[Extracted entries]
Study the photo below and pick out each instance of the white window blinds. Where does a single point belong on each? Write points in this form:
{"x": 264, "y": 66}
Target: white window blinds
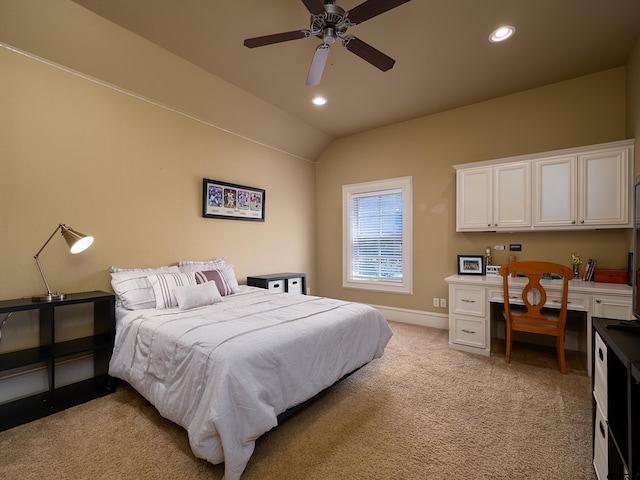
{"x": 376, "y": 235}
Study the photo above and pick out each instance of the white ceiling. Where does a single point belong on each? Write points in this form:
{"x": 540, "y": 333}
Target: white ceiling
{"x": 443, "y": 57}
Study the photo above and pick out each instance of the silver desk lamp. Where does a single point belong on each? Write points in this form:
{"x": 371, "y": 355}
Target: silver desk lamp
{"x": 78, "y": 242}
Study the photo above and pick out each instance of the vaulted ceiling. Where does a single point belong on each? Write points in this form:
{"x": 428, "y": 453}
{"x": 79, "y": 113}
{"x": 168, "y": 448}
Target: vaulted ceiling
{"x": 443, "y": 57}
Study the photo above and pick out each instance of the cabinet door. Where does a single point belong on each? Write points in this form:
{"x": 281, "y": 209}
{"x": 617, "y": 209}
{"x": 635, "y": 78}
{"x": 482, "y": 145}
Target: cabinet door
{"x": 474, "y": 199}
{"x": 555, "y": 192}
{"x": 603, "y": 185}
{"x": 512, "y": 195}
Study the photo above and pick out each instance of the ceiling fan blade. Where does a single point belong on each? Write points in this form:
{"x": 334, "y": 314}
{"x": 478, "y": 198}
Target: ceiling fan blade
{"x": 315, "y": 7}
{"x": 365, "y": 51}
{"x": 317, "y": 65}
{"x": 371, "y": 8}
{"x": 275, "y": 38}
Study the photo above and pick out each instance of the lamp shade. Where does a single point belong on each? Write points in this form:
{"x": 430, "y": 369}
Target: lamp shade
{"x": 78, "y": 242}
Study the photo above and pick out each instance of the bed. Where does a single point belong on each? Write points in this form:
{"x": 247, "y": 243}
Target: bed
{"x": 225, "y": 368}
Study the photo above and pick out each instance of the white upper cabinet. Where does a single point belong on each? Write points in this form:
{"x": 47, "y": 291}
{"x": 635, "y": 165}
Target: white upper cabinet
{"x": 494, "y": 197}
{"x": 587, "y": 187}
{"x": 474, "y": 199}
{"x": 512, "y": 196}
{"x": 604, "y": 188}
{"x": 555, "y": 191}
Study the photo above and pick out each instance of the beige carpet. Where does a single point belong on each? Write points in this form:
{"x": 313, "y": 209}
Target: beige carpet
{"x": 422, "y": 411}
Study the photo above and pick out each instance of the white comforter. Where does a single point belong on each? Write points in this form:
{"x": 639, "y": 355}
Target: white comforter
{"x": 225, "y": 371}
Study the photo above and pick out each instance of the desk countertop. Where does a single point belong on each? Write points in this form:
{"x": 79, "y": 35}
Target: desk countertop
{"x": 575, "y": 286}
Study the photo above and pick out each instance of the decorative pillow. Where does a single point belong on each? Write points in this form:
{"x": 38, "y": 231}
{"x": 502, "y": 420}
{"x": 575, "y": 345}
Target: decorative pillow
{"x": 192, "y": 266}
{"x": 133, "y": 288}
{"x": 164, "y": 284}
{"x": 230, "y": 274}
{"x": 216, "y": 277}
{"x": 192, "y": 296}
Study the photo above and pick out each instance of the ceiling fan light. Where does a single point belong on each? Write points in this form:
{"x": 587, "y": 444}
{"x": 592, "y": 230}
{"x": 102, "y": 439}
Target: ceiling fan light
{"x": 502, "y": 33}
{"x": 319, "y": 100}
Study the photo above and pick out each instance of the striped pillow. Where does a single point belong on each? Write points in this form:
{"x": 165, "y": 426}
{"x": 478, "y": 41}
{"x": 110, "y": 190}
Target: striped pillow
{"x": 164, "y": 284}
{"x": 215, "y": 276}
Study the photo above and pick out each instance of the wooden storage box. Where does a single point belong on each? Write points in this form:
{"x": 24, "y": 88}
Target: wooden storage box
{"x": 610, "y": 276}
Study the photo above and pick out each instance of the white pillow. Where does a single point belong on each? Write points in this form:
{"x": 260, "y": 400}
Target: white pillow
{"x": 164, "y": 284}
{"x": 193, "y": 296}
{"x": 187, "y": 266}
{"x": 133, "y": 288}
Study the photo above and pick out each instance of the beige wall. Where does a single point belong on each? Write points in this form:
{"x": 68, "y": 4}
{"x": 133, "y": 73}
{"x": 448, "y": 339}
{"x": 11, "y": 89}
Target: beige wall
{"x": 130, "y": 173}
{"x": 633, "y": 100}
{"x": 582, "y": 111}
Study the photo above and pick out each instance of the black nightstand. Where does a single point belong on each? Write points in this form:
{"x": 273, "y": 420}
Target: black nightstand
{"x": 280, "y": 282}
{"x": 49, "y": 351}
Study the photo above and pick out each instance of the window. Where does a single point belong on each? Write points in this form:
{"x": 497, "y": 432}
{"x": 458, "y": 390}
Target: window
{"x": 377, "y": 235}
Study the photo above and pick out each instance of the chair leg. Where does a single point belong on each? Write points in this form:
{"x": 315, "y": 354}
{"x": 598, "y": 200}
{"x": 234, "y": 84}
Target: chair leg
{"x": 561, "y": 360}
{"x": 507, "y": 353}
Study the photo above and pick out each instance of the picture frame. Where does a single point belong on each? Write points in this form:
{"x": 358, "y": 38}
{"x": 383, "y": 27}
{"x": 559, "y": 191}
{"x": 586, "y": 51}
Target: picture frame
{"x": 470, "y": 265}
{"x": 232, "y": 201}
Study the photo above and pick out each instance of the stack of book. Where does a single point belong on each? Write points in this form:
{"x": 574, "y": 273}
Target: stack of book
{"x": 589, "y": 271}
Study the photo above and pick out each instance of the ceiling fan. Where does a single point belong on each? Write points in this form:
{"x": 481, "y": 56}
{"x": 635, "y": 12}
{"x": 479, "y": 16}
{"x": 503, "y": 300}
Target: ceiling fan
{"x": 330, "y": 22}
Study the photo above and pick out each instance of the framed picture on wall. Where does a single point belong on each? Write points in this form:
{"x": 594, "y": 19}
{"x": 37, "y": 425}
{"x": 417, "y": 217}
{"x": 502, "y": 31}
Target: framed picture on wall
{"x": 231, "y": 201}
{"x": 470, "y": 265}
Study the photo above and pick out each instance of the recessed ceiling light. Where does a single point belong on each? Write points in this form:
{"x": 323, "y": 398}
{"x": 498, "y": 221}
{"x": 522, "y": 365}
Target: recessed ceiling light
{"x": 502, "y": 33}
{"x": 319, "y": 100}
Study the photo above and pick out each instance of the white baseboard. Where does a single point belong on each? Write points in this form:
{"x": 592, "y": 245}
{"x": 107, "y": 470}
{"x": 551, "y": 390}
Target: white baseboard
{"x": 415, "y": 317}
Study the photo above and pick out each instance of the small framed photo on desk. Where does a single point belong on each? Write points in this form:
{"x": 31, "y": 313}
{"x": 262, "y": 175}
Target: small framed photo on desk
{"x": 470, "y": 265}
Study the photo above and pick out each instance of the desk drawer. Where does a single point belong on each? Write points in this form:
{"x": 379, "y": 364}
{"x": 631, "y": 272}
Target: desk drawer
{"x": 601, "y": 445}
{"x": 612, "y": 307}
{"x": 467, "y": 300}
{"x": 600, "y": 375}
{"x": 468, "y": 331}
{"x": 574, "y": 301}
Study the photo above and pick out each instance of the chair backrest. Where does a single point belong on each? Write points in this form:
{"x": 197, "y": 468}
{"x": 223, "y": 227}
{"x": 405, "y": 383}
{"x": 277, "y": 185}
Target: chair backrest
{"x": 535, "y": 271}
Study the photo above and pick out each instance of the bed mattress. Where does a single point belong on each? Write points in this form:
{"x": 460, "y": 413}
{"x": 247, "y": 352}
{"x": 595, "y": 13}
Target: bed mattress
{"x": 225, "y": 372}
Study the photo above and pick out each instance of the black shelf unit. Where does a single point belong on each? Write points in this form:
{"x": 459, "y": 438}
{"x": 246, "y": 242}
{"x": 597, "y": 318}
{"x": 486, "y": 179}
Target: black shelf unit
{"x": 100, "y": 344}
{"x": 623, "y": 398}
{"x": 263, "y": 281}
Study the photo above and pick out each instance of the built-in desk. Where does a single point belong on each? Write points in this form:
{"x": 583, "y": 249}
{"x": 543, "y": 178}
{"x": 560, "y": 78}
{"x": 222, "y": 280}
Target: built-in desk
{"x": 471, "y": 296}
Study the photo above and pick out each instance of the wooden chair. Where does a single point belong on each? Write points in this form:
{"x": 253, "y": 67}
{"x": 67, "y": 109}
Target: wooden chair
{"x": 530, "y": 317}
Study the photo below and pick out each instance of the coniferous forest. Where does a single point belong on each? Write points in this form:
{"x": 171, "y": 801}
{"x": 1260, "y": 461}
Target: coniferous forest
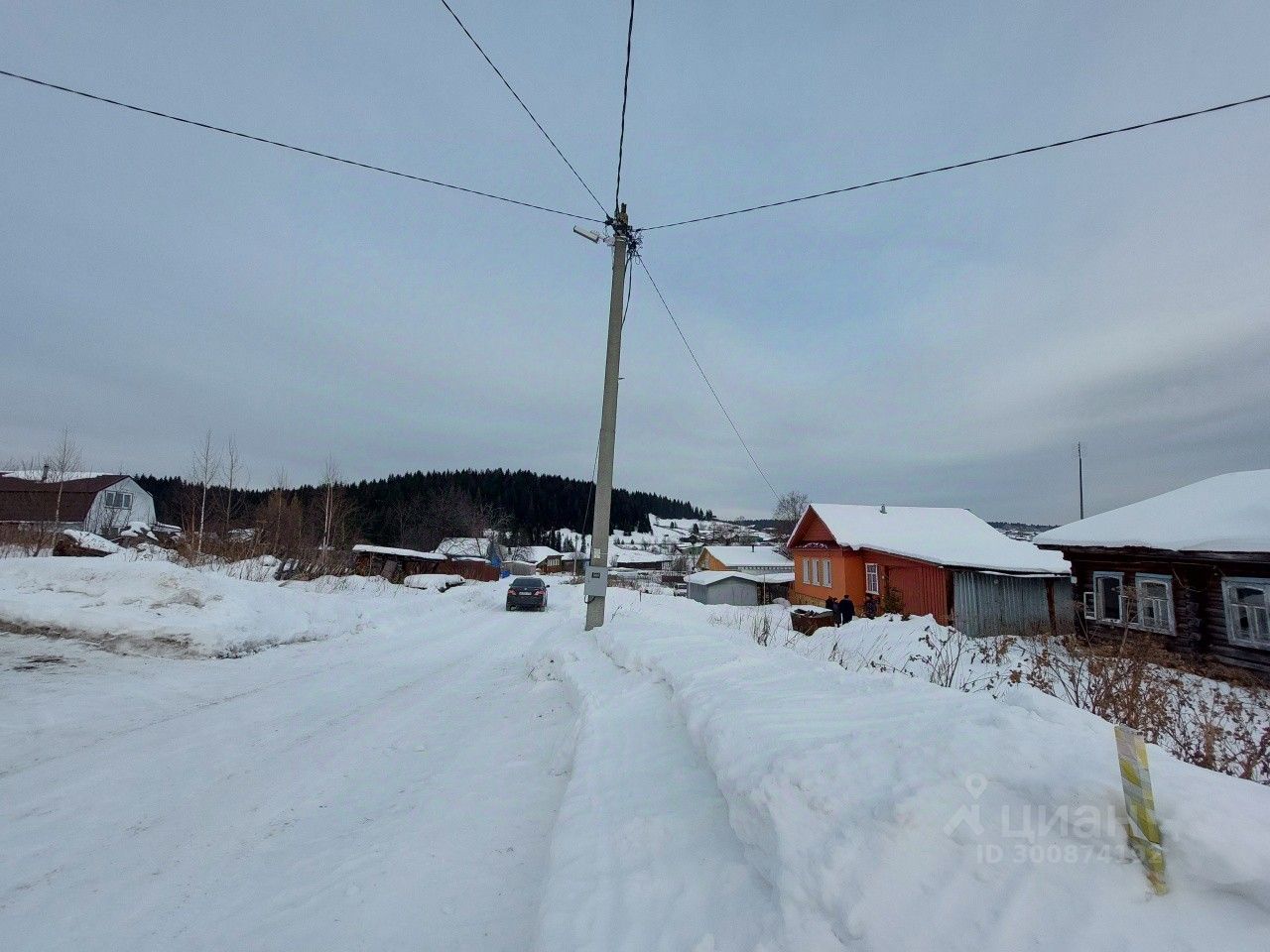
{"x": 529, "y": 506}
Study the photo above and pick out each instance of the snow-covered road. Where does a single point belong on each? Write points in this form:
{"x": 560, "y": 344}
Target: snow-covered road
{"x": 440, "y": 774}
{"x": 388, "y": 791}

● **Your task**: Extract the entries from the line containing "of the coniferous" through the end of the entries and reproduce those lines unchanged, including both ends. Leave the pictures out of your answer.

● **Answer to the exercise**:
Study the photo below and pick out each instance of the coniferous forest. Where does a single point belong on each? Write points in this form:
{"x": 171, "y": 801}
{"x": 1260, "y": 461}
Target: coniferous forest
{"x": 529, "y": 506}
Study the photo above and pick out each instance of the snow-covered road. Where does a single point belong on each? Write points in this form:
{"x": 560, "y": 344}
Target: snow-covered road
{"x": 440, "y": 774}
{"x": 388, "y": 791}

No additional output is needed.